### STORED ROWS:
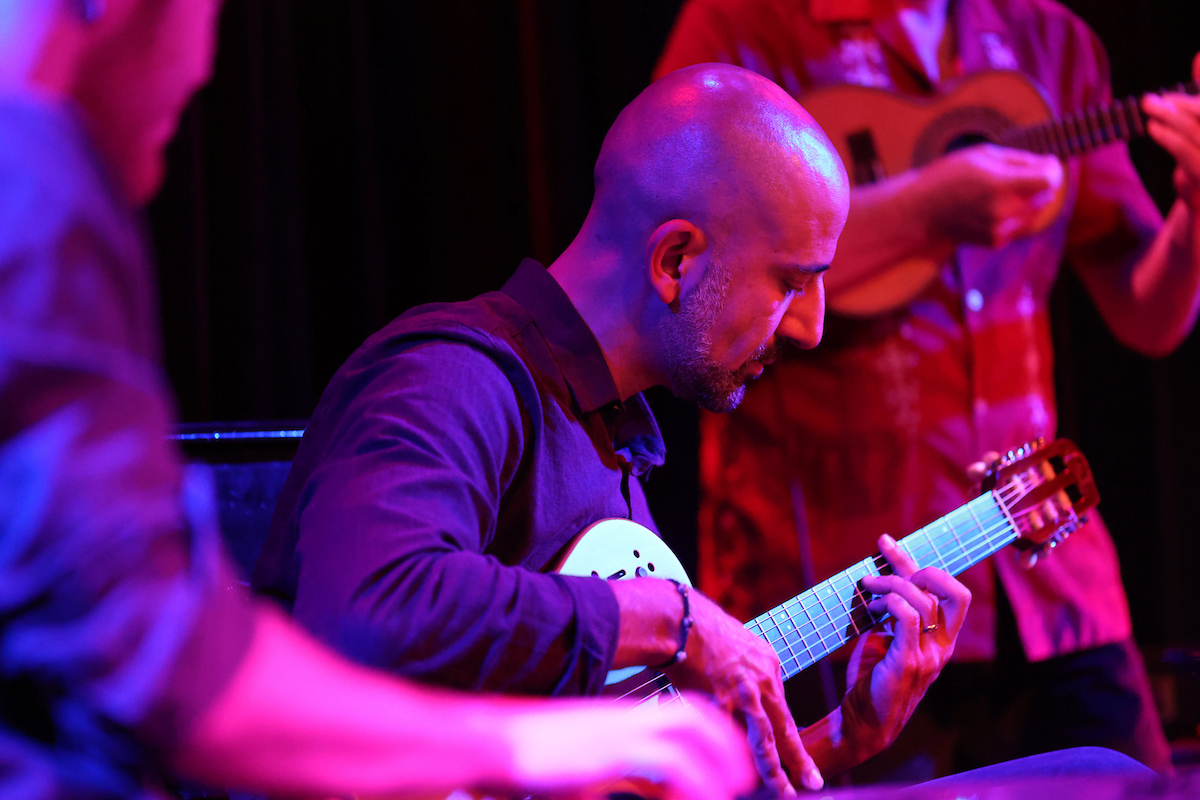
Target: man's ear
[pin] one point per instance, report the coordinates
(670, 252)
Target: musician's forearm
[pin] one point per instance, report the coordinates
(295, 720)
(832, 747)
(838, 743)
(1167, 283)
(886, 226)
(1151, 300)
(651, 611)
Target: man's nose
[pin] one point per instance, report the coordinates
(804, 322)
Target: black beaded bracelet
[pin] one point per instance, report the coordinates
(685, 624)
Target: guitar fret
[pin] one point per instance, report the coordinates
(1121, 119)
(820, 620)
(1078, 140)
(1093, 125)
(1043, 138)
(1134, 107)
(958, 541)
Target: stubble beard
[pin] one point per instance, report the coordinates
(688, 346)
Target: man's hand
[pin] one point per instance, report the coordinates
(892, 666)
(742, 674)
(1175, 125)
(678, 751)
(987, 194)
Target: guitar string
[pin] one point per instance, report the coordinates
(983, 536)
(927, 537)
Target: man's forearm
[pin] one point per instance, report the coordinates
(1151, 302)
(837, 745)
(297, 720)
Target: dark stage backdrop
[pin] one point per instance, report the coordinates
(353, 158)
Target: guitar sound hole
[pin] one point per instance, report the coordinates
(966, 140)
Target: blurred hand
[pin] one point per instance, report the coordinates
(1175, 125)
(892, 667)
(742, 674)
(677, 751)
(988, 194)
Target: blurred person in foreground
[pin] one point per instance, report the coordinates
(127, 651)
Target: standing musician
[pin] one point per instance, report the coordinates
(463, 445)
(873, 431)
(127, 651)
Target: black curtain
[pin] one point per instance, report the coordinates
(351, 160)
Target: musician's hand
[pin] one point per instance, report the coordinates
(1175, 125)
(891, 668)
(742, 674)
(988, 194)
(678, 751)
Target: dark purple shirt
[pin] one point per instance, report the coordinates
(118, 625)
(448, 461)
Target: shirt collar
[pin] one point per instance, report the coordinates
(571, 342)
(847, 11)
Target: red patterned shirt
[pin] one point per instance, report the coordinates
(885, 415)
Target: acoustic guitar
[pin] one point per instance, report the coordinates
(1033, 499)
(879, 134)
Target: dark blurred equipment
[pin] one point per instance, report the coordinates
(250, 461)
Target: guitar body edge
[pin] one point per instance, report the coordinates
(907, 132)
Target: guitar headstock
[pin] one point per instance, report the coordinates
(1047, 489)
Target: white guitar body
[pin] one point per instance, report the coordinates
(617, 549)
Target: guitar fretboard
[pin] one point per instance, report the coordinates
(820, 620)
(1077, 133)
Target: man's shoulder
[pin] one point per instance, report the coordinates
(47, 162)
(437, 347)
(1041, 16)
(490, 323)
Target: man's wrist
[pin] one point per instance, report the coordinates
(649, 621)
(685, 624)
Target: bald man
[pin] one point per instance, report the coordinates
(463, 445)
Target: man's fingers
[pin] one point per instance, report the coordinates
(715, 740)
(978, 470)
(906, 621)
(791, 750)
(954, 597)
(901, 563)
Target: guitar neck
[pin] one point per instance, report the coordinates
(815, 623)
(1078, 133)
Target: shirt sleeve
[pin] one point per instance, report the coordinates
(754, 35)
(393, 530)
(1114, 216)
(112, 597)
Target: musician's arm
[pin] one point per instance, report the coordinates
(1144, 275)
(982, 196)
(395, 521)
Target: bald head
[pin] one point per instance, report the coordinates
(718, 206)
(718, 145)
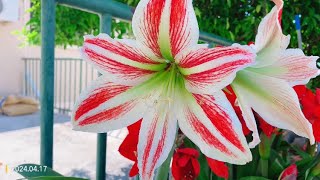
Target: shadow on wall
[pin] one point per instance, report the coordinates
(11, 123)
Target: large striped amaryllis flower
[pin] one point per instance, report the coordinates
(266, 87)
(167, 79)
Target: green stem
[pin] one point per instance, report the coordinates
(163, 170)
(264, 167)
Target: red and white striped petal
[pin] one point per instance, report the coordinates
(293, 66)
(106, 106)
(270, 39)
(274, 100)
(123, 62)
(156, 138)
(167, 27)
(209, 70)
(211, 123)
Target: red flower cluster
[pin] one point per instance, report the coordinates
(310, 104)
(185, 164)
(290, 173)
(128, 147)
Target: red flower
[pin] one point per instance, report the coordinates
(310, 104)
(290, 173)
(218, 168)
(232, 98)
(128, 147)
(185, 165)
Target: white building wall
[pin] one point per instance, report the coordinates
(11, 65)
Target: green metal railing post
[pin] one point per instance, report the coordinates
(47, 80)
(105, 27)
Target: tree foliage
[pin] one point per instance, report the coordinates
(236, 20)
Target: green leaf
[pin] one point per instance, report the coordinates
(35, 170)
(253, 178)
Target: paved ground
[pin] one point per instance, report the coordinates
(74, 152)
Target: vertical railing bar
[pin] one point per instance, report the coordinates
(80, 82)
(105, 27)
(64, 86)
(60, 86)
(28, 76)
(86, 82)
(47, 81)
(75, 81)
(70, 82)
(25, 77)
(55, 84)
(32, 78)
(92, 75)
(37, 78)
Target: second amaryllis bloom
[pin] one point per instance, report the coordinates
(266, 87)
(167, 79)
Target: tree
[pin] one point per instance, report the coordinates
(236, 20)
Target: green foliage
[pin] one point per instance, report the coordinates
(236, 20)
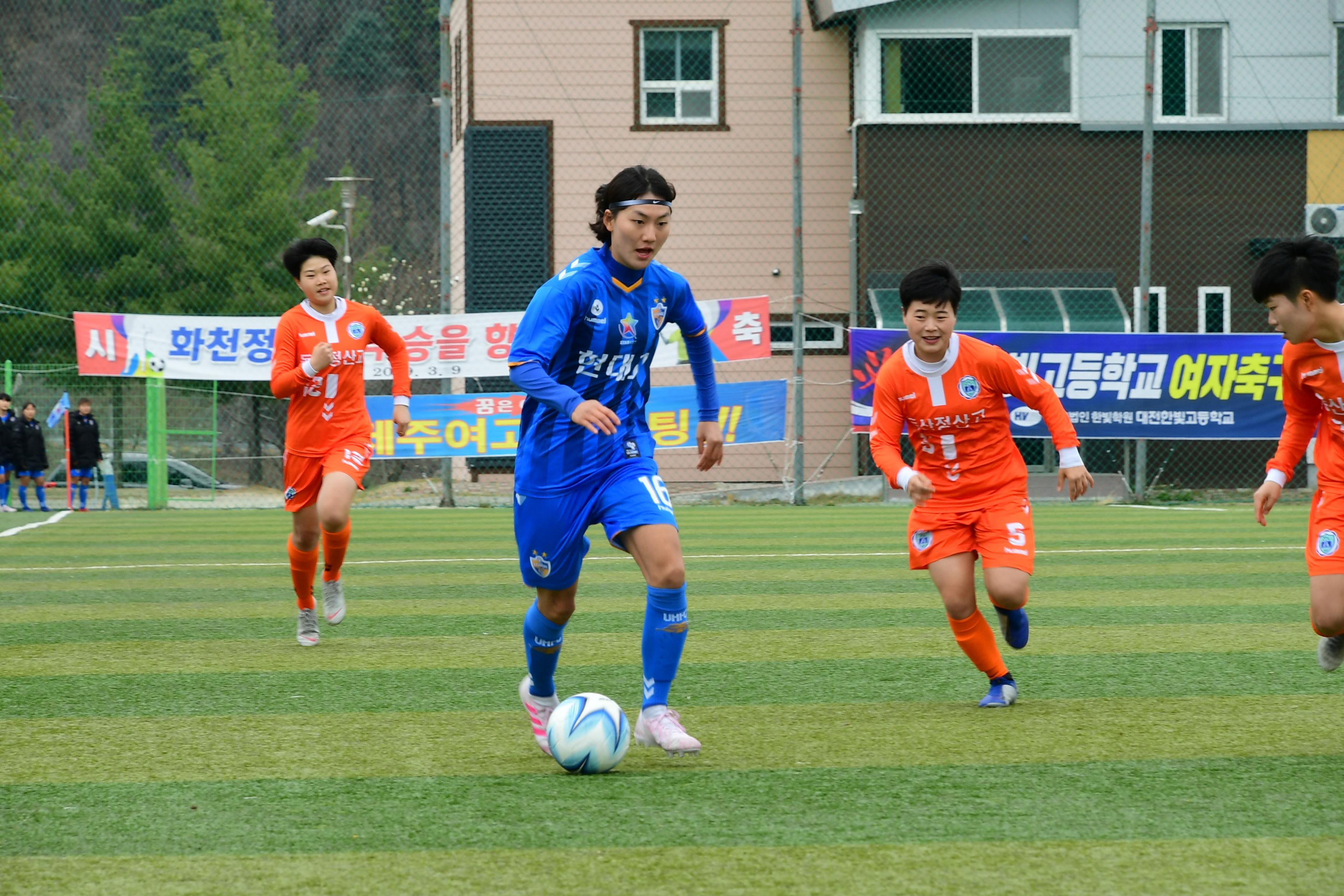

### DIRECTIONS:
Copy all of the material above line for line, leaving out the pictures.

### RESPONSE TO THIS TASK:
Target: man's ear
[pin] one point per instance, report the coordinates
(670, 252)
Target: musician's forearm
[pin] one point per instance, report the coordinates
(295, 720)
(832, 747)
(838, 743)
(1167, 283)
(886, 226)
(1151, 300)
(651, 611)
Target: man's nose
[pin] one point per instance, report the coordinates
(804, 322)
Target: black beaded bracelet
[pin] one point per instance, report the coordinates
(685, 624)
Target: guitar fret
[pin] one point per instance, report the coordinates
(1121, 119)
(820, 620)
(1078, 140)
(1093, 125)
(1043, 138)
(1134, 107)
(958, 541)
Target: stubble beard
[pin] one point per instance, report the coordinates
(688, 346)
Target: man's hand
[pin] one point per instance, report the coordinates
(892, 666)
(742, 674)
(1175, 125)
(678, 751)
(987, 194)
Target: guitar string
[pin] one point per instance, report the coordinates
(983, 536)
(927, 537)
Target: man's forearm
[pin] one point per instance, report the coordinates
(1151, 302)
(837, 745)
(297, 720)
Target: dark stage backdrop
[pin] one point per instance, report the coordinates
(353, 158)
Target: guitar sound hole
[pin] one point per instance, report the coordinates
(966, 140)
Target: blurred hand
[pin] one point per instance, report the coordinates
(1175, 125)
(892, 667)
(742, 674)
(677, 751)
(988, 194)
Target: blurred person in foreground
[pin] one point per instance, report the coordinates
(127, 651)
Target: standing musician
[pin] one point per instance, report the coordinates
(463, 445)
(873, 431)
(127, 651)
Target: black curtain
[pin] one point per instance, report the coordinates
(351, 160)
Target: musician's hand
[pin] one point per instance, report the coordinates
(1175, 125)
(891, 668)
(742, 674)
(988, 194)
(678, 751)
Target: dark purple shirt
[pin] one point per instance, report the coordinates
(118, 625)
(448, 461)
Target: shirt collar
[pin] one point per instance, report the coordinates
(571, 342)
(847, 11)
Target: red patterned shirt
[pin] one point per instance, report the coordinates
(885, 415)
Target: acoustic guitar
[pin] one point per instance, report the coordinates
(1033, 499)
(879, 134)
Target: dark blurred equipment
[pin] one point per instance, report the coordinates
(250, 461)
Target: guitar body edge
[pin] one point per instance, report the coordinates
(907, 132)
Target: guitar headstock
[pin] one point per instance, report the coordinates
(1047, 489)
Target: white guitar body
[pin] one point per instance, report the coordinates
(617, 549)
Target: guitar fretboard
[pin] one point per instance, report the coordinates
(820, 620)
(1077, 133)
Target: man's shoulder
[pin] one point per instance, report the coordinates
(47, 162)
(437, 347)
(1041, 16)
(490, 323)
Target: man's wrist
[pin] one point per instance, report the coordinates
(649, 621)
(685, 624)
Target: bald man
[pin] one point per instance, report the coordinates
(463, 445)
Target: man's fingers
[pin] one point per instance, report the coordinates
(715, 740)
(978, 470)
(906, 621)
(791, 750)
(954, 597)
(901, 563)
Target: guitar neck
[pin] one point per instance, report the coordinates
(815, 623)
(1078, 133)
Target: shirt sleeve
[pin] one point per instance, report the coordinates
(754, 35)
(393, 530)
(1114, 216)
(112, 597)
Target: musician's arm
[pin] one point per instance, report the coordinates
(1144, 275)
(982, 196)
(395, 521)
Target: bald head
[pin] one point per instance, report the coordinates
(718, 206)
(718, 145)
Target: shadow on wall
[pin] one point per instance, report the coordinates
(11, 123)
Target: large striped amaryllis flower
[pin] one point per instance, report the coordinates
(266, 87)
(167, 79)
Target: green stem
[pin] one point per instance, report the coordinates
(163, 170)
(264, 167)
Target: red and white striped petal
[pin] one point per instance, report the coordinates
(293, 66)
(106, 106)
(270, 39)
(274, 100)
(123, 62)
(156, 138)
(167, 27)
(209, 70)
(211, 123)
Target: red flower cluster
[pin] one point per instance, report the coordinates
(310, 104)
(185, 164)
(290, 173)
(128, 147)
Target: red flower
[pin] one point per instance, report the coordinates
(310, 104)
(290, 173)
(218, 168)
(232, 98)
(128, 147)
(185, 165)
Target: white building wall
[pin] one point per instance, report the coordinates
(11, 65)
Target: green metal railing post
[pin] one point per instance, report the coordinates
(47, 80)
(105, 27)
Target: tree foliage
[pin] one point per instance, report the coordinates
(236, 20)
Target: green leaf
[pin] one point per instance, report the coordinates
(35, 170)
(253, 178)
Target: paved ground
[pin] one point per instance, report the coordinates
(74, 152)
Target: vertical railing bar
[pin] one point per instance, report the coordinates
(80, 82)
(105, 27)
(64, 86)
(60, 86)
(28, 76)
(86, 82)
(47, 81)
(75, 81)
(70, 82)
(25, 77)
(55, 84)
(32, 78)
(92, 75)
(37, 78)
Target: second amaryllis bloom
[pin] one point per instance, report the coordinates
(266, 87)
(167, 79)
Target: tree
[pin] one point per instance, report the coordinates
(236, 20)
Target: green foliage
[pin] one point per instance, report the coordinates
(236, 20)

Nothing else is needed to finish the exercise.